> [Work item]:
Will you transcribe all the entries word for word, skipping the pictures they hold?
....................
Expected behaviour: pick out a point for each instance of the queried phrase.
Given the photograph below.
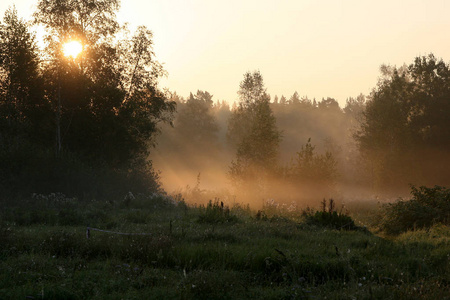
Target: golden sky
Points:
(319, 48)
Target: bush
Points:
(216, 212)
(329, 217)
(428, 206)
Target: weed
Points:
(329, 217)
(216, 212)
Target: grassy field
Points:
(207, 252)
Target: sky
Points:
(319, 48)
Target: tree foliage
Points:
(427, 207)
(252, 127)
(405, 127)
(104, 106)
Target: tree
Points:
(111, 104)
(21, 96)
(196, 120)
(405, 127)
(253, 127)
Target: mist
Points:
(372, 148)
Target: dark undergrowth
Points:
(174, 251)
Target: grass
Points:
(44, 254)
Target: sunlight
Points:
(72, 48)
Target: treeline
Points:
(78, 125)
(86, 125)
(300, 148)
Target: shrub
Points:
(428, 206)
(328, 217)
(216, 212)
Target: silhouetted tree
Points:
(196, 121)
(22, 104)
(405, 127)
(253, 127)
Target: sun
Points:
(72, 48)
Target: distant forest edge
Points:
(98, 126)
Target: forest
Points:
(92, 139)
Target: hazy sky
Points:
(328, 48)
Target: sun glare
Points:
(72, 48)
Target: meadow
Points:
(173, 250)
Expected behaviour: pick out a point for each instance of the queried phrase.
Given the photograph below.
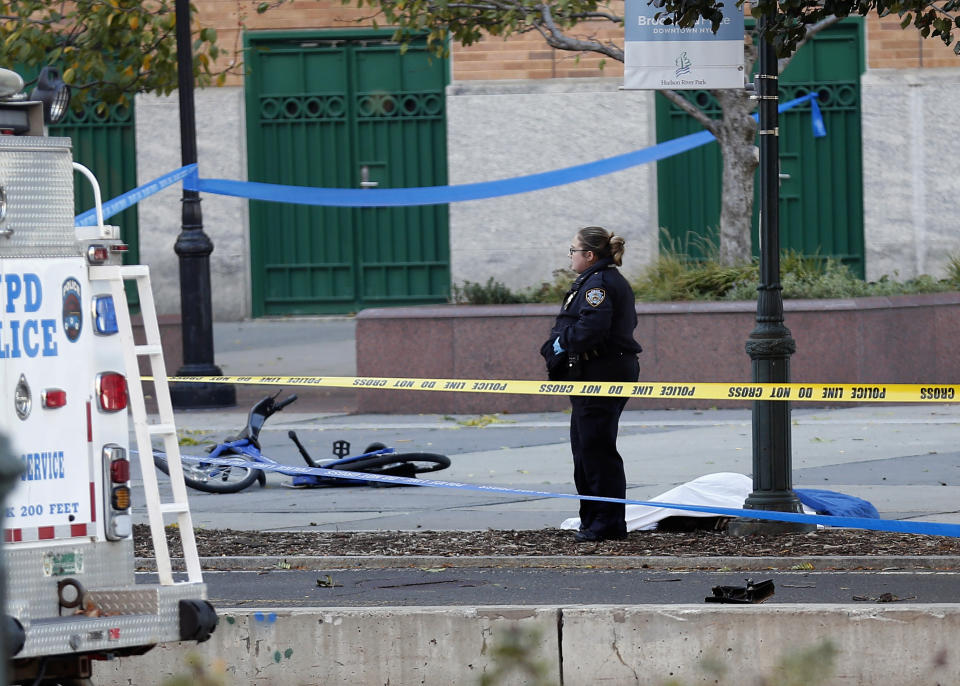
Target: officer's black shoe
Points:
(589, 536)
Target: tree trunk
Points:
(740, 159)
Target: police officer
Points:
(592, 340)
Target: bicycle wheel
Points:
(210, 478)
(402, 463)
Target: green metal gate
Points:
(345, 110)
(821, 193)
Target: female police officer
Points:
(592, 340)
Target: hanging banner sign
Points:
(660, 56)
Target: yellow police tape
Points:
(803, 392)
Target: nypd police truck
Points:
(66, 386)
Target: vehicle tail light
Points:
(120, 471)
(112, 391)
(104, 315)
(116, 470)
(53, 397)
(120, 498)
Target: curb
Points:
(877, 563)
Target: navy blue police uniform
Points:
(596, 323)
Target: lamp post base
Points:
(201, 396)
(766, 527)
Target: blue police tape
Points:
(131, 198)
(925, 528)
(438, 195)
(432, 195)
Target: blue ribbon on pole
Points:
(430, 195)
(130, 198)
(819, 130)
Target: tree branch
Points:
(556, 38)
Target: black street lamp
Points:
(770, 344)
(193, 247)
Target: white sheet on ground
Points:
(723, 489)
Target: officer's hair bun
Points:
(602, 242)
(617, 245)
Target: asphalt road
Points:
(517, 586)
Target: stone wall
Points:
(904, 339)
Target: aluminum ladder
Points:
(165, 428)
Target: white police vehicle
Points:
(71, 595)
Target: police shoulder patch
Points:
(595, 296)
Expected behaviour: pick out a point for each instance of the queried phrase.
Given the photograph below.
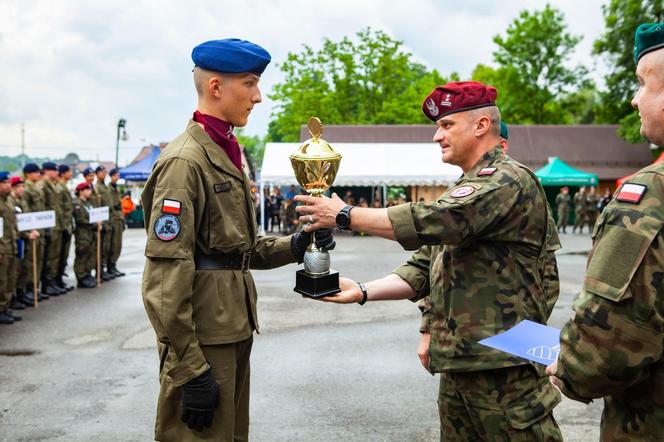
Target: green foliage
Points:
(367, 80)
(535, 85)
(616, 46)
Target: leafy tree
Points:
(616, 46)
(367, 80)
(532, 78)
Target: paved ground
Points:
(84, 367)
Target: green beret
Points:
(504, 132)
(647, 38)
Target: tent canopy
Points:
(559, 173)
(369, 164)
(140, 170)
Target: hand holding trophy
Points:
(315, 165)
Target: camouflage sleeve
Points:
(416, 272)
(615, 336)
(452, 220)
(168, 277)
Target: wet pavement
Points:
(84, 366)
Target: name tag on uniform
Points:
(631, 193)
(222, 187)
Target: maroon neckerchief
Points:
(221, 133)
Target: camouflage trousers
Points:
(507, 404)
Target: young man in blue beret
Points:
(613, 347)
(485, 261)
(202, 241)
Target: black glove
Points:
(300, 241)
(200, 397)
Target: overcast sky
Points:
(70, 69)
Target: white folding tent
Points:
(366, 164)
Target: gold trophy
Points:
(315, 165)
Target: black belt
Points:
(223, 262)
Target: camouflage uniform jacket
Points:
(52, 201)
(67, 207)
(613, 345)
(484, 261)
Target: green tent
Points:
(559, 173)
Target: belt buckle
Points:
(246, 261)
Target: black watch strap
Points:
(364, 293)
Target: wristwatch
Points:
(343, 218)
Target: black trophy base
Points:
(317, 286)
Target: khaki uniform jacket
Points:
(614, 345)
(189, 307)
(486, 260)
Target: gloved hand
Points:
(300, 241)
(200, 397)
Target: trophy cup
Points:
(315, 165)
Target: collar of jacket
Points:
(216, 155)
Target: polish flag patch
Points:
(487, 171)
(631, 193)
(171, 206)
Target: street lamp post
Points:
(121, 125)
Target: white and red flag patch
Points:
(171, 206)
(631, 193)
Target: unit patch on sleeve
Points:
(171, 206)
(631, 193)
(167, 227)
(487, 171)
(462, 191)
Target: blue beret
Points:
(231, 55)
(49, 165)
(30, 168)
(648, 37)
(504, 131)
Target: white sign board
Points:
(98, 214)
(35, 220)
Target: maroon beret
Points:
(456, 97)
(82, 186)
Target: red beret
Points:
(83, 186)
(456, 97)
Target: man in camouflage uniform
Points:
(116, 224)
(486, 260)
(7, 252)
(202, 240)
(85, 237)
(579, 210)
(613, 346)
(562, 203)
(53, 237)
(66, 204)
(102, 198)
(33, 200)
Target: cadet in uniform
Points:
(67, 207)
(562, 202)
(7, 252)
(197, 289)
(85, 237)
(579, 210)
(33, 200)
(116, 224)
(484, 251)
(102, 198)
(613, 346)
(53, 236)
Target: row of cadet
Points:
(587, 205)
(44, 252)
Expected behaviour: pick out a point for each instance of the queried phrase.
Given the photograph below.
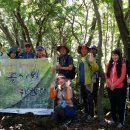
....................
> [Completed task]:
Expected behaviour: pick out a point for each instance of the queried phrase.
Given the photograph below.
Target: golden sky
Points:
(319, 48)
Target: bush
Points:
(216, 212)
(329, 217)
(428, 206)
Target: weed
Points:
(329, 217)
(216, 212)
Target: grassy field
Points:
(207, 252)
Target: sky
Points:
(319, 48)
Target: tree foliage
Points:
(427, 207)
(252, 127)
(405, 127)
(104, 106)
Target: tree
Points:
(111, 104)
(21, 96)
(196, 120)
(405, 127)
(253, 127)
Target: mist
Points:
(372, 148)
Target: dark undergrowth
Points:
(174, 251)
Target: grass
Points:
(44, 254)
Target: sunlight
Points:
(72, 48)
Target: treeline
Points:
(78, 125)
(86, 125)
(300, 148)
Target: shrub
Points:
(428, 206)
(328, 217)
(216, 212)
Target: silhouetted tree
Points:
(196, 121)
(22, 104)
(405, 127)
(253, 127)
Target: sun
Points:
(72, 48)
Target: distant forest edge
Points:
(98, 126)
Target: forest
Points:
(92, 139)
Target: hazy sky
Points:
(328, 48)
Target: sun glare
Points:
(72, 48)
Target: meadow
Points:
(173, 250)
Expected behaviour: pick out a point for each instance of the queried phrase.
Given the photograph below.
Target: officer's black shoe
Points:
(589, 536)
Target: tree trunk
Points:
(740, 159)
Target: police officer
Points:
(592, 340)
Target: bicycle wheel
Points:
(210, 478)
(402, 463)
Target: green metal gate
Points:
(345, 110)
(821, 193)
Target: female police officer
Points:
(592, 340)
Target: hanging banner sign
Points:
(660, 56)
Target: yellow police tape
Points:
(803, 392)
Target: nypd police truck
Points:
(66, 386)
Target: vehicle tail light
Points:
(120, 471)
(112, 391)
(104, 315)
(116, 470)
(53, 397)
(120, 498)
Target: curb
Points:
(877, 563)
Target: navy blue police uniform
Points:
(596, 323)
Target: lamp post base
Points:
(201, 396)
(766, 527)
Target: blue police tape
Points:
(131, 198)
(925, 528)
(438, 195)
(432, 195)
Target: blue ribbon on pole
Points:
(430, 195)
(130, 198)
(819, 130)
Target: tree branch
Points:
(556, 38)
Target: black street lamp
Points:
(770, 344)
(193, 247)
Target: white sheet on ground
Points:
(723, 489)
Target: officer's hair bun
Points:
(602, 242)
(617, 245)
Target: asphalt road
Points:
(517, 586)
Target: stone wall
Points:
(904, 339)
Target: aluminum ladder
Points:
(165, 428)
Target: white police vehicle
Points:
(71, 595)
Target: police shoulder patch
Points:
(595, 296)
Expected behaviour: pick out a point for each instance of the queried phrase.
Given the photograph below.
Target: green foliage
Points:
(367, 80)
(535, 85)
(616, 46)
Target: leafy tree
Points:
(616, 46)
(367, 80)
(532, 78)
Target: paved ground
Points:
(84, 367)
Target: green beret
Points:
(504, 132)
(647, 38)
Target: tent canopy
Points:
(559, 173)
(369, 164)
(140, 170)
Target: hand holding trophy
Points:
(315, 165)
Target: camouflage sleeve
Points:
(416, 272)
(615, 336)
(452, 220)
(168, 277)
Target: wet pavement
Points:
(84, 366)
Target: name tag on uniform
Points:
(631, 193)
(222, 187)
Target: maroon neckerchief
Points:
(221, 133)
Target: camouflage trousers
Points:
(507, 404)
Target: young man in blue beret
Points:
(613, 347)
(485, 261)
(202, 241)
Target: black glove
Points:
(300, 241)
(200, 397)
Target: overcast sky
Points:
(70, 69)
Target: white folding tent
Points:
(366, 164)
Target: gold trophy
Points:
(315, 165)
Target: black belt
Points:
(223, 262)
Target: camouflage uniform jacket
Points:
(52, 201)
(67, 207)
(613, 345)
(484, 261)
Target: green tent
Points:
(559, 173)
Target: belt buckle
Points:
(246, 261)
Target: black watch strap
Points:
(364, 293)
Target: wristwatch
Points:
(343, 218)
Target: black trophy base
Points:
(317, 286)
Target: khaki uniform jacket
Points:
(614, 345)
(189, 307)
(486, 260)
Target: gloved hand
Points:
(300, 241)
(200, 397)
Target: trophy cup
Points:
(315, 165)
Target: collar of jacket
Points:
(216, 155)
Target: polish flag patch
Points:
(487, 171)
(631, 193)
(171, 206)
Target: street lamp post
Points:
(121, 125)
Target: white and red flag patch
Points:
(171, 206)
(631, 193)
Target: unit patch on sleeve
Points:
(171, 206)
(631, 193)
(167, 227)
(487, 171)
(462, 191)
Target: blue beret
Points:
(231, 55)
(49, 165)
(30, 168)
(648, 37)
(504, 131)
Target: white sign board
Points:
(98, 214)
(35, 220)
Target: maroon beret
Points:
(456, 97)
(82, 186)
Target: red beret
Points:
(83, 186)
(456, 97)
Target: man in camouflage uniform
Points:
(116, 224)
(486, 260)
(7, 252)
(202, 240)
(85, 237)
(579, 210)
(613, 346)
(562, 203)
(53, 237)
(66, 204)
(102, 198)
(33, 200)
Target: cadet in uniform
Points:
(67, 207)
(562, 202)
(7, 252)
(197, 289)
(85, 237)
(579, 210)
(33, 200)
(116, 224)
(484, 251)
(102, 198)
(613, 346)
(53, 236)
Target: row of cadet
Points:
(587, 205)
(44, 252)
Expected behaviour: pick out a point for each instance of the queried phrase.
Given the photograph below.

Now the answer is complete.